--- START Given data ---

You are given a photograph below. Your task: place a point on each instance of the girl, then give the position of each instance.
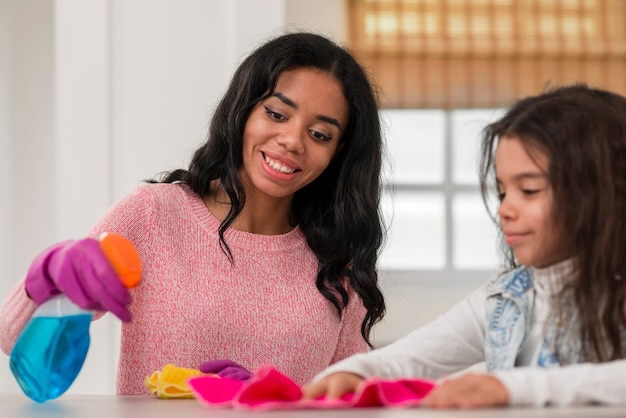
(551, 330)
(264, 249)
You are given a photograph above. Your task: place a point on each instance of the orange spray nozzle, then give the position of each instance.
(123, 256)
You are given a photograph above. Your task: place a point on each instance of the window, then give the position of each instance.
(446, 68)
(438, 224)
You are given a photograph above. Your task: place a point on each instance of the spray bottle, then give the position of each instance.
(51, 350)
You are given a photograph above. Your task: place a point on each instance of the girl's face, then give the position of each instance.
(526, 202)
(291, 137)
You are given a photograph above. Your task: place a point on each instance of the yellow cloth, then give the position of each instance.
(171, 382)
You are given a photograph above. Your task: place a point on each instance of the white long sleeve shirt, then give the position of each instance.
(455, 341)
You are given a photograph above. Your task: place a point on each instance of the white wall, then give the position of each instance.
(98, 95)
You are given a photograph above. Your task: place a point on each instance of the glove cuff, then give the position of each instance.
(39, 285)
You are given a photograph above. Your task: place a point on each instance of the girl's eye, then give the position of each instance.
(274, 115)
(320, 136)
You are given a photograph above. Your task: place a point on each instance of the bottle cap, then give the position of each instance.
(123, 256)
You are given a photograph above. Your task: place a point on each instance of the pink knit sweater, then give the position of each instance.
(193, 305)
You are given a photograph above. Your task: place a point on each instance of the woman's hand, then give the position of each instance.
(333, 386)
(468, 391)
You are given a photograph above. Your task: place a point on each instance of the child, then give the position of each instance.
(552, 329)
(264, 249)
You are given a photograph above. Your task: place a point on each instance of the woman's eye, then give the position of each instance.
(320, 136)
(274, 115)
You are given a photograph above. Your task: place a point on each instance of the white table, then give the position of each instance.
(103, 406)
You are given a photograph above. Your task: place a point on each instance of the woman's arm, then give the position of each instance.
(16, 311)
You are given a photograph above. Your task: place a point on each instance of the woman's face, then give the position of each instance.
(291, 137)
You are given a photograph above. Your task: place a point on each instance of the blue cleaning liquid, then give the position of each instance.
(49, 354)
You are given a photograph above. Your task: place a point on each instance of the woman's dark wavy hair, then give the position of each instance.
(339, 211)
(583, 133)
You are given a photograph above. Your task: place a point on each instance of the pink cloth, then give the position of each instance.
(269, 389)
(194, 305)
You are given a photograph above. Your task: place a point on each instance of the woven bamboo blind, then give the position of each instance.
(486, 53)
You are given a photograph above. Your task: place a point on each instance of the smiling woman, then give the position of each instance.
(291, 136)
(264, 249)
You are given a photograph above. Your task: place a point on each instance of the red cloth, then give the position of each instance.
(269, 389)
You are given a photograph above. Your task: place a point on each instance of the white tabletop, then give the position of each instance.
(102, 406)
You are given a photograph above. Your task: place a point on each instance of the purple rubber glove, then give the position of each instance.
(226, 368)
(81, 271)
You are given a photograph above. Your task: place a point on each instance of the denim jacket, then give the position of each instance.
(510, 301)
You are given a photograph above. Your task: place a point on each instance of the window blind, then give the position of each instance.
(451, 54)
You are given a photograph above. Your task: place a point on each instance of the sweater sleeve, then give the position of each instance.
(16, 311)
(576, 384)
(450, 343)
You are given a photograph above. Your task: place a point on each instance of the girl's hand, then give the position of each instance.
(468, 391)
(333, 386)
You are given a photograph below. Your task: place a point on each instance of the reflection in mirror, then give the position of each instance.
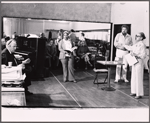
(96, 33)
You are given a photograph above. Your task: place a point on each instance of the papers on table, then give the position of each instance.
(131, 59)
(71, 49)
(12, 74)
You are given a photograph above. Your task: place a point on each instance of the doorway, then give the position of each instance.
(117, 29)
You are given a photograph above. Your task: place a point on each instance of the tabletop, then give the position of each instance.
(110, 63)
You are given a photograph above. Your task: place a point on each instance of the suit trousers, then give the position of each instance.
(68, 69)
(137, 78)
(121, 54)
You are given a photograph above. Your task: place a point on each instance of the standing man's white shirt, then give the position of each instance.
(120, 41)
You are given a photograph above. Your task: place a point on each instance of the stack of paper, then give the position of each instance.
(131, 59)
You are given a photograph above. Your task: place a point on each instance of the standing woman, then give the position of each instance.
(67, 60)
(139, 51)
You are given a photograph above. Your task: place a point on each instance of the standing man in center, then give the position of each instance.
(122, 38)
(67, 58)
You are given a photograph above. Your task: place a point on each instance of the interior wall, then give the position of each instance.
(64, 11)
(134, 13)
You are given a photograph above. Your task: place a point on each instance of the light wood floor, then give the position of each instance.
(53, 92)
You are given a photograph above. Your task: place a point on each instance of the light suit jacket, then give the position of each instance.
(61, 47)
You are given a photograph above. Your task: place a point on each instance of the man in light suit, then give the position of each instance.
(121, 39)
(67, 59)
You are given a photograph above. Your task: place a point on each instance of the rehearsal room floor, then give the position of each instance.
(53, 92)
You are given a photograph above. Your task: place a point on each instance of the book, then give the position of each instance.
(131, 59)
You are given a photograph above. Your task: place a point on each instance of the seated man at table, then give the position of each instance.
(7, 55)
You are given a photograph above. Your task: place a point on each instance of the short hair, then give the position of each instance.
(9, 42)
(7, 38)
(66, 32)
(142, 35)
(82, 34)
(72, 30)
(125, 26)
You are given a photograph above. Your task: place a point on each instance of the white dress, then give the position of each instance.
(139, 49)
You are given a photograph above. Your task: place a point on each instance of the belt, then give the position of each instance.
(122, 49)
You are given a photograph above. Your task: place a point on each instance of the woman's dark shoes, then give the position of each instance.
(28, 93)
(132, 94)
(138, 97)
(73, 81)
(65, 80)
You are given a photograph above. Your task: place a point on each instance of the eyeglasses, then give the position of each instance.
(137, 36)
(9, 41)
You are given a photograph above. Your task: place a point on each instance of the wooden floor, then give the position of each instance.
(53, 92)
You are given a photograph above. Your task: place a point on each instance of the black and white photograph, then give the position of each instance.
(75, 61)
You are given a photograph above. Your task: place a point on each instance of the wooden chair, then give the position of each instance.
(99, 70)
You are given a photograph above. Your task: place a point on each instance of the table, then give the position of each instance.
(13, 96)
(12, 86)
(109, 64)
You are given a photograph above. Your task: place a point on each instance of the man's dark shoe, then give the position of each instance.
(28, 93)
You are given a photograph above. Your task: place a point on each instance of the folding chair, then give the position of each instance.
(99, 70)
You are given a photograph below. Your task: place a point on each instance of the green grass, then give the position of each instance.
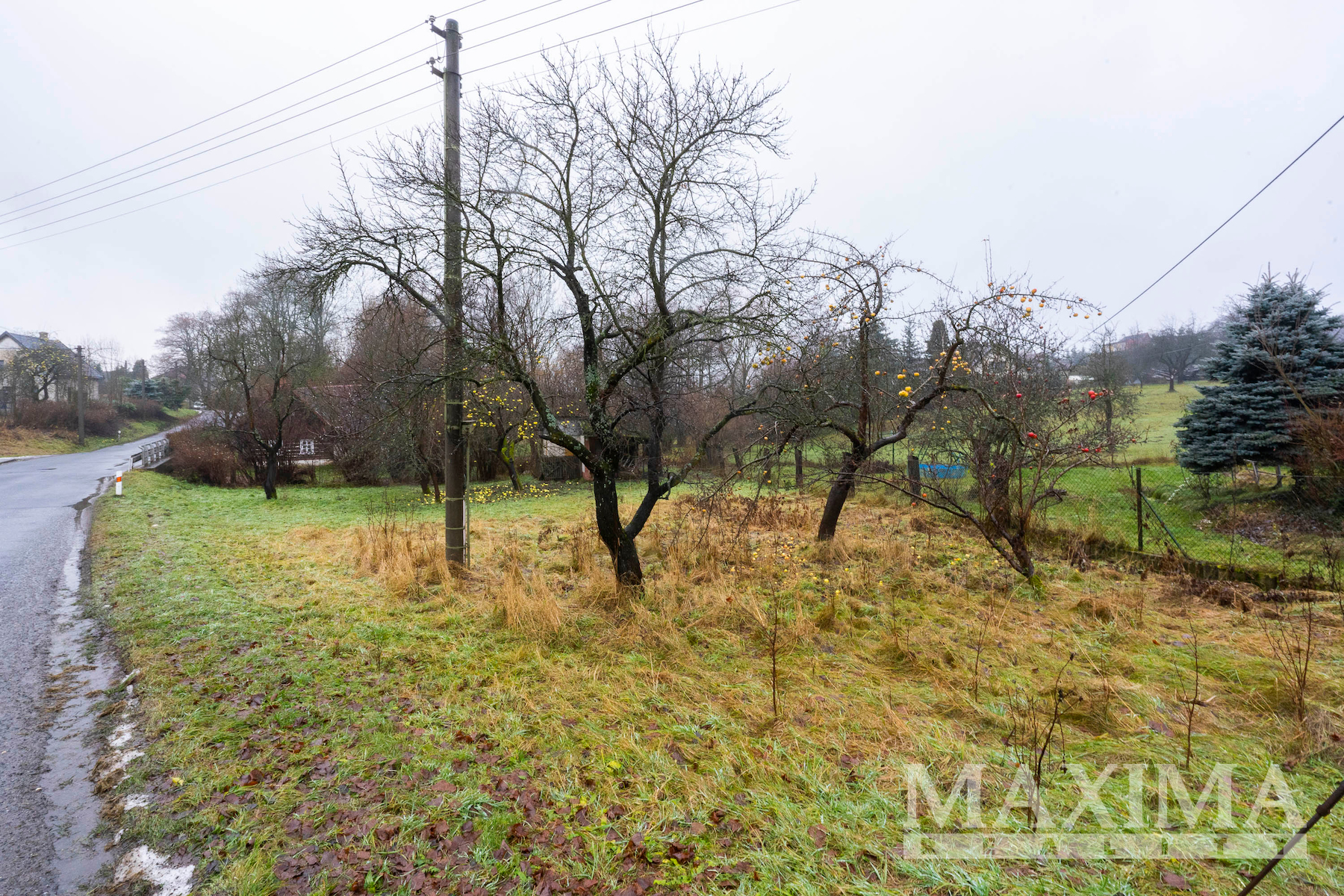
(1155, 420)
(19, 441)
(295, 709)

--- END Given data ---

* The request *
Lay out all of the data above as a two-column CSV with the columns "input" and "output", one row per item, placing each text and its answer in a single quoted field with line breaks replaced by spaces. Leave the pictures out.

* Task response *
input,output
"You are given a photograph below. Your task: place a point on each instance of the girl, then give the position of each instance.","(551, 330) (264, 249)"
"You are given a photograph above. Your task: place a point on each instance of the orange spray nozzle, then give the position of each instance.","(123, 256)"
"You are given a photograph above. Your task: place a point on each instance of the window, then give the position of each instance.","(446, 68) (438, 224)"
"You are given a photograph above. Your task: place a point on each instance of the spray bottle, then give the position of each instance.","(51, 350)"
"You are given a photograph above. Your task: place a point on each instance of the girl's face, then give the position of each instance.","(526, 202) (291, 137)"
"You are given a photograph above. Your task: place a point on each instance of the yellow cloth, then give the position of each instance.","(171, 382)"
"You are given a photograph above. Your task: place a point on each instance of the white long sleeve shirt, then give the position of each instance.","(455, 341)"
"You are given a photograph above. Your task: place a point on each instance of the white wall, then give the position of each instance.","(98, 95)"
"You are given a photograph above. Your task: place a point on each instance of the glove cuff, then give the position of each instance.","(39, 285)"
"You are given a photograph above. Your task: place a point on each instance of the girl's eye, then give the position of each instance.","(274, 115) (320, 136)"
"You are given a photograph above. Your task: place a point on each instance of the bottle cap, then give the position of each instance.","(123, 256)"
"You are given a photograph above. Your task: place a point on each instance of the pink knit sweater, then give the position of each instance.","(193, 305)"
"You are given a photograph above. Your task: place a point on each instance of the woman's hand, then give the position of each instance.","(333, 386) (468, 391)"
"You are given a photograph above. Your task: place a point on each instance of the child, then give the position of each instance.","(552, 329) (264, 249)"
"You are given a photograph above. Your task: place a point on each instance of the woman's eye, then give the position of each instance.","(320, 136) (274, 115)"
"You are given a photograph above. Your task: place a point on each instance of the white table, then give the position of each instance.","(103, 406)"
"You are given a photograph above. Your task: place a point on each instance of the woman's arm, then give the position of each instance.","(16, 311)"
"You are given a photograph above. Your task: place a point on each instance of the woman's face, then give the position of each instance.","(291, 137)"
"You are given a photograph above. Your task: place a point on each instance of the blue cleaning liquid, then give the position of each instance.","(49, 354)"
"You are given a photograph above. Your task: place a point on each instance of the woman's dark wavy hair, then give the position of each instance.","(339, 211) (583, 133)"
"You are given a photograph above. Your task: place a point on each instance of the pink cloth, then give the position of each instance.","(269, 389) (194, 305)"
"You are given a photograph above. Your task: place a point on each instance of the woven bamboo blind, then give the position of each instance.","(486, 53)"
"You are given a photograph above. Your task: place a point on each instance of the smiling woman, then give the position of each instance.","(291, 136) (264, 249)"
"You are given a photograph above. Your task: place a point on each instance of the red cloth, then give the position of each instance.","(269, 389)"
"You are given a photograph above. Your task: place a point on each instance of the white tabletop, then give the position of each instance.","(102, 406)"
"You are given a photograph above. Your task: place a point on each instance of the purple rubber glove, then give the position of each instance.","(226, 368) (81, 271)"
"You are given a photograph above. Your task: place a point on each instance of the denim jacket, then give the position of each instance.","(510, 301)"
"You are given a photograph above. Your task: place a point on each instance of the window blind, then give the position of each instance.","(451, 54)"
"You are given a photograph above. Your task: place a point on each instance of the sweater sleeve, then give the position of each instance.","(16, 311) (576, 384) (450, 343)"
"You are given a photograph above. Your task: place a point on each instance of the girl's hand, then give the position of each instance.","(468, 391) (333, 386)"
"You are given a photograph below. Your task: place a point on each instance of the reflection in mirror, then give the position of each instance.","(96, 33)"
"You are given a photograph above. Your task: place a point on each instance of the papers on table, then give the position of each instance.","(131, 59) (71, 49) (12, 74)"
"You are given a photograph above. Your task: place a point on each instance of the doorway, then give the position of each instance.","(117, 29)"
"You are given a photograph above. Your task: place a point on each instance of the tabletop, then give the position of each instance.","(110, 63)"
"You are given a photograph above. Your task: place a point on each instance of the suit trousers, then give the position of each instance.","(68, 69) (137, 78) (121, 54)"
"You are given a photograph above. Your task: place a point on each instance of the standing man's white shirt, then give the position of each instance.","(120, 41)"
"You are given a photograph above. Your task: place a point on each instance of the stack of paper, then give the position of each instance.","(131, 59)"
"You are given a photograph above. Your task: place a point on each instance of the standing woman, then give the position of each instance.","(67, 60) (139, 51)"
"You are given a photograph above. Your task: place a point on each instance of the standing man in center, then give the position of each instance.","(122, 38) (67, 58)"
"You are given a photograph above. Your task: place a point on each instance of the interior wall, then give the position of each instance.","(64, 11) (134, 13)"
"You are given a photograph above. Your task: place a point on each instance of the light wood floor, then give the position of each instance.","(53, 92)"
"You are given a photograph above. Your task: place a point on each instance of the light suit jacket, then give the position of each instance.","(61, 47)"
"You are given a photograph above. Your task: place a point on each instance of the man in light suit, then give the position of each instance.","(121, 39) (67, 59)"
"You are given a photograph above. Your task: place a point on each instance of the rehearsal room floor, then give the position of each instance.","(53, 92)"
"You are given a photograph above. Your task: place a point on each instance of the book, then give the position of each instance.","(131, 59)"
"You are given a photograph above. Your task: place a point on each instance of the seated man at table, then give the position of each instance.","(7, 55)"
"You are given a photograph above. Your task: place a point on each instance of the short hair, then give the position of each instance.","(9, 42) (7, 38) (66, 32) (142, 35) (82, 34) (72, 30) (125, 26)"
"You are given a photograph above. Your task: place a point on each instance of the white dress, then give the position of each instance.","(139, 49)"
"You are given a photograph above. Your task: place a point on each instance of the belt, then give the position of each instance.","(122, 49)"
"You are given a photograph above. Your task: place a point on each instance of the woman's dark shoes, then give the position of each instance.","(28, 93) (132, 94) (138, 97) (73, 81) (65, 80)"
"You are given a photograph above. Your task: place a point on each instance of the eyeglasses, then give the position of each instance.","(137, 36) (9, 41)"
"You are given a photograph above. Your task: place a point on each instance of the wooden floor, then give the position of each instance.","(53, 92)"
"You are given a photograph above. Your task: place a point on each instance of the black and white photograph, then give the position of each instance.","(75, 61)"
"You are given a photograph above. Your task: place a point on each instance of the wooden chair, then give the position of each instance.","(99, 70)"
"You are given a photograph above. Your task: place a point on each instance of the table, then give the position of each instance.","(13, 96) (12, 86) (109, 64)"
"You are given a photograph above. Your task: place a point on each instance of the man's dark shoe, then give the position of each instance.","(28, 93)"
"You are given a photograph above. Your task: place a point on each instance of the folding chair, then give the position of each instance.","(99, 70)"
"You are given a photograph below. Your task: place a point on each instance of the green grass, then give the position of each instance.","(1155, 420) (19, 441) (295, 709)"